# [Trecho selecionado]
Procuradas pelo InfoMoney, as quatro maiores empresas do setor informaram que seguiriam o posicionamento da Associação Brasileira das Empresas de Benefícios ao Trabalhador (ABBT) e não se manifestariam individualmente.

Por meio de nota, a ABBT informou que contava que o Governo Federal vetaria parte da versão aprovada pela Câmara dos Deputados. Para a associação, a MP que passou pelo Congresso previa uma série de incongruências que prejudicaria a segurança alimentar de trabalhadores e destacava, justamente, o saque em dinheiro do valor do benefício recebido no PAT, que não fosse utilizado em 60 dias.

A associação alertou que a possibilidade de saque traria uma insegurança jurídica e um risco para o trabalhador, já que a receita federal poderia caracterizar o valor recebido como remuneração e, portanto, passível de tributação. “O benefício em dinheiro àqueles que mais precisam de assegurar sua alimentação durante a jornada de trabalho – a maioria dos beneficiários ganham até três salários mínimos – pode levar à prática de “agiotagem”, com a venda dos vales em troca de empréstimos, e fomentar um mercado ilegal” afirmou a entidade.

# [Material fornecido]

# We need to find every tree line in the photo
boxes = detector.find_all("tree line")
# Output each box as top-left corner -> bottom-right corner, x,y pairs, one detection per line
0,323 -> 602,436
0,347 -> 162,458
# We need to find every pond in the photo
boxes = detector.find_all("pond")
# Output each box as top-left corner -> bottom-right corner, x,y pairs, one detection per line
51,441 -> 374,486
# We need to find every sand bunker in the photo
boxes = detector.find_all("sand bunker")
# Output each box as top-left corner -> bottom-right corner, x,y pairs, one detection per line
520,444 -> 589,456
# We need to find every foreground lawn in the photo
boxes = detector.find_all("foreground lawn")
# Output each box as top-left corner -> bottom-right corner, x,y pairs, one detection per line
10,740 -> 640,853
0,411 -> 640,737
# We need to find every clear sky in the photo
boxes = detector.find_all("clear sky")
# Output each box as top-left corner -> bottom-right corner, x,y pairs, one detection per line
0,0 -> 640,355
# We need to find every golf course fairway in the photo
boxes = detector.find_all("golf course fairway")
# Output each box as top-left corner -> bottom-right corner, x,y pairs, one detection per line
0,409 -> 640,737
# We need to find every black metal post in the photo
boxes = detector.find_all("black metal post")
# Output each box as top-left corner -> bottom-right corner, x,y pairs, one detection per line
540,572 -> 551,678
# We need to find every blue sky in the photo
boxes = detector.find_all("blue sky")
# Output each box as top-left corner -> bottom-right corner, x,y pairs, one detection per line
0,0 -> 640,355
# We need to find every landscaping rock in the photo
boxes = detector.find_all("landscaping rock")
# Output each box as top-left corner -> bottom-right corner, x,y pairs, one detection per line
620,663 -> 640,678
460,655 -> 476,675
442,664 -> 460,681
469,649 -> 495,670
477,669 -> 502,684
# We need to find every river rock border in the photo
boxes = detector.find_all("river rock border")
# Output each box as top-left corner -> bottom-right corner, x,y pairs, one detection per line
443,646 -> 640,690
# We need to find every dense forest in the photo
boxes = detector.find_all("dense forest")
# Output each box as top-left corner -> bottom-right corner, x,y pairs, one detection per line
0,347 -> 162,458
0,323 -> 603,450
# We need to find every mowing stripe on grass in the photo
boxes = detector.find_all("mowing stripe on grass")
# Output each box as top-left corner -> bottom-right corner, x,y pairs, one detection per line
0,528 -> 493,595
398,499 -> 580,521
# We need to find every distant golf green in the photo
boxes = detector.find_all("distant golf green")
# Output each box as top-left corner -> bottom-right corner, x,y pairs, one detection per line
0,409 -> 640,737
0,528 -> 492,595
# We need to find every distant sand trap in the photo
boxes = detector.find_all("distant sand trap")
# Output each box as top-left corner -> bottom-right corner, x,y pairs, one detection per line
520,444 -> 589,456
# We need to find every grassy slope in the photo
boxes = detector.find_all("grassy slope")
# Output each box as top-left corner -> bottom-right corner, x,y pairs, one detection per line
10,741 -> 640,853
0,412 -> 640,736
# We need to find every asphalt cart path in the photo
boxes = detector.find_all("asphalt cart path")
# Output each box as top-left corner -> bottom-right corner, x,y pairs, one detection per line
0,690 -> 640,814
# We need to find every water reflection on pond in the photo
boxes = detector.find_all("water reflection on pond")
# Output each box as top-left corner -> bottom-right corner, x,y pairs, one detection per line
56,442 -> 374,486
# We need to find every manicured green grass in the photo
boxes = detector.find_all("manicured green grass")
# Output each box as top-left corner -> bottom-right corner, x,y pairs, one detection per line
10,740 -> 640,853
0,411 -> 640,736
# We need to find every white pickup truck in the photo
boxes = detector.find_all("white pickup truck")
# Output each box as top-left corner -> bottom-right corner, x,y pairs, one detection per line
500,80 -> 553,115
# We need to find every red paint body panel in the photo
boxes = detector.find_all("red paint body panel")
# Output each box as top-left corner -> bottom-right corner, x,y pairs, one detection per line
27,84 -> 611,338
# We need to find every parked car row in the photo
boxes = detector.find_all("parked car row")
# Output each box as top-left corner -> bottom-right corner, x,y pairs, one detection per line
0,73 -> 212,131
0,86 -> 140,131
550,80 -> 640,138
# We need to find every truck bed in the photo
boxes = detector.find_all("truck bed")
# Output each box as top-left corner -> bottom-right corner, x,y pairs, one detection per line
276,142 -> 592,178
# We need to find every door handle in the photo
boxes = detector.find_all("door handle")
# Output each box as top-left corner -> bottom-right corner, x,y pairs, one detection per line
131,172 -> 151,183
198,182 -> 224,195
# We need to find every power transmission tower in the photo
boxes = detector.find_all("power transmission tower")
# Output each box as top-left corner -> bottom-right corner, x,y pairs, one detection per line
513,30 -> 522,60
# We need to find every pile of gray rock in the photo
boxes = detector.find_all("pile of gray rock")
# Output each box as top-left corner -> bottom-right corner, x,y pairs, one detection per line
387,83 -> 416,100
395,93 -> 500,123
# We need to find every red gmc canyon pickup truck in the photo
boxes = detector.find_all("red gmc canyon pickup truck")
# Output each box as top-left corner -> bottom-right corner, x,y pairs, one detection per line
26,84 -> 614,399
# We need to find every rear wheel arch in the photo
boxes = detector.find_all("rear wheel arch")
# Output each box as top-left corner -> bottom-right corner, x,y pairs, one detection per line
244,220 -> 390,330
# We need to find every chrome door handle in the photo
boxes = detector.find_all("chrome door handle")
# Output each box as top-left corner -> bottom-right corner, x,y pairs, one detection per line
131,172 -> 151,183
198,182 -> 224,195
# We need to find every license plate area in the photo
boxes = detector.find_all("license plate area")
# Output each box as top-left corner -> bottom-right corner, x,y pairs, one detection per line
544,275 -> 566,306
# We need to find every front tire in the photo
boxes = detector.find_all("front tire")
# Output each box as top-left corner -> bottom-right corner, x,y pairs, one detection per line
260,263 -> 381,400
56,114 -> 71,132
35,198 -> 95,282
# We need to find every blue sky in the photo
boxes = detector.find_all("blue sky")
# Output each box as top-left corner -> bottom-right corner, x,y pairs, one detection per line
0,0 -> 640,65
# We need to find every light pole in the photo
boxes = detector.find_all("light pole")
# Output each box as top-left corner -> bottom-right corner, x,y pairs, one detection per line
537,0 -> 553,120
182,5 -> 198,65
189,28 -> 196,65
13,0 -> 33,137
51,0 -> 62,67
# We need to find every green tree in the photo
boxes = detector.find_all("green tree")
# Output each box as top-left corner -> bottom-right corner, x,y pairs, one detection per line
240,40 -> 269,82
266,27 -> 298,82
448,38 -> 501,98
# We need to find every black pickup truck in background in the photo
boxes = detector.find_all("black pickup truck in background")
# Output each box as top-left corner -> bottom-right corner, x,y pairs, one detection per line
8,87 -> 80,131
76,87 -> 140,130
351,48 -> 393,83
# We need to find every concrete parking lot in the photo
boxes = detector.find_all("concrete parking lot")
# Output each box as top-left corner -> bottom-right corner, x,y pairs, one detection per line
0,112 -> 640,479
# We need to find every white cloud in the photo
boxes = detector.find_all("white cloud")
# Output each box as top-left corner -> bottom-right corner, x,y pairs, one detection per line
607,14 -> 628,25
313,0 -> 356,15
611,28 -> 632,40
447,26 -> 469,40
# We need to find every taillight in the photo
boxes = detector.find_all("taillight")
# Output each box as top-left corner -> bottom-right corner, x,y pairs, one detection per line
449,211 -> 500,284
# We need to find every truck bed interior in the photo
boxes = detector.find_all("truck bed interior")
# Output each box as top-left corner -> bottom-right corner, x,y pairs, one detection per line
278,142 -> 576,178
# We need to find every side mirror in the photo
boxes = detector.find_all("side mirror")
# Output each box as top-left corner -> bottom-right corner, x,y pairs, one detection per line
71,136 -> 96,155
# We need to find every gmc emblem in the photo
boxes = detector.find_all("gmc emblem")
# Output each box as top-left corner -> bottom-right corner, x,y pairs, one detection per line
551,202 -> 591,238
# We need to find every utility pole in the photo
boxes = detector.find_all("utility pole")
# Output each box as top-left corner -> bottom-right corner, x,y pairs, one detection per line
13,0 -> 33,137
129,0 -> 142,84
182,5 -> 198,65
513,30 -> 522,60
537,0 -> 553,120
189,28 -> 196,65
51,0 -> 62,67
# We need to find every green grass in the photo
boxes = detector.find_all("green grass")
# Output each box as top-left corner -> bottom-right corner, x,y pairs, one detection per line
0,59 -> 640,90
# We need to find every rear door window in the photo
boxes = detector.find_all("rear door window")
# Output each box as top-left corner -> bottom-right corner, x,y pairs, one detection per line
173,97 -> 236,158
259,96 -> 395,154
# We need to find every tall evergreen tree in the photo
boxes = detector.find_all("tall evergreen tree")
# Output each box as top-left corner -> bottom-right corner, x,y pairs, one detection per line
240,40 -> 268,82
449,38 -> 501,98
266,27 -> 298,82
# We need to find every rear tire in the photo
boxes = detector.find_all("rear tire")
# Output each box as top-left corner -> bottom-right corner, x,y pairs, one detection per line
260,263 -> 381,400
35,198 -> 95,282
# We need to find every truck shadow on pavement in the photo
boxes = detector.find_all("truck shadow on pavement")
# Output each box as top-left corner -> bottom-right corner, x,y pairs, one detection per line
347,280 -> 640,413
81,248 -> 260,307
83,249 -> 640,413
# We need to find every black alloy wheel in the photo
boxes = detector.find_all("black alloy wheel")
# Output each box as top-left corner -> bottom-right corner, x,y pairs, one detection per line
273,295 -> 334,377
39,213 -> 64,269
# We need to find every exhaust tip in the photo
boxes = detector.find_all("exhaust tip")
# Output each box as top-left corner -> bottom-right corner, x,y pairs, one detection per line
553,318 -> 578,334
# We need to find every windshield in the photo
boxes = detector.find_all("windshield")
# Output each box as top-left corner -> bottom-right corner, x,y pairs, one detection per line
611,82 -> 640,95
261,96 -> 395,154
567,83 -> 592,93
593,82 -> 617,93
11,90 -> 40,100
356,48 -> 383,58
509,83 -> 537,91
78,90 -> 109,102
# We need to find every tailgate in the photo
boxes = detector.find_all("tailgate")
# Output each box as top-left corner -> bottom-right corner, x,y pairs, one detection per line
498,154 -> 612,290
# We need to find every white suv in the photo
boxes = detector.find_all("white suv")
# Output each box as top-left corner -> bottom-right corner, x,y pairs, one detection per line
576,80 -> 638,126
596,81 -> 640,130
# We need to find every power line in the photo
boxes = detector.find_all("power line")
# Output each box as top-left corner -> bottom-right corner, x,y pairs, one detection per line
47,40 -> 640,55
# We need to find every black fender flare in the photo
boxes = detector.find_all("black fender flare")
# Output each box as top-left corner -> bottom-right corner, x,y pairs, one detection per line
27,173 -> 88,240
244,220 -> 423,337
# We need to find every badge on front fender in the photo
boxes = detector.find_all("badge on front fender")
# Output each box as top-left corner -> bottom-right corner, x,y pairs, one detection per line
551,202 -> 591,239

# [Enunciado A]
Segundo o trecho selecionado, após quantos dias sem utilização o valor do benefício recebido no PAT poderia ser sacado em dinheiro pela MP que passou pelo Congresso?
# [Enunciado B]
Enumere todas as instituições e organizações citadas nominalmente no trecho selecionado.
# [Enunciado C]
Copie do trecho selecionado a passagem entre "Por meio de" e "em 60 dias.", inclusive.
Responda usando somente o trecho selecionado.

# [Resolução comentada A]
Após 60 dias sem utilização.

# [Resolução comentada B]
- InfoMoney
- Associação Brasileira das Empresas de Benefícios ao Trabalhador (ABBT)
- Governo Federal
- Câmara dos Deputados
- Congresso
- receita federal

# [Resolução comentada C]
Por meio de nota, a ABBT informou que contava que o Governo Federal vetaria parte da versão aprovada pela Câmara dos Deputados. Para a associação, a MP que passou pelo Congresso previa uma série de incongruências que prejudicaria a segurança alimentar de trabalhadores e destacava, justamente, o saque em dinheiro do valor do benefício recebido no PAT, que não fosse utilizado em 60 dias.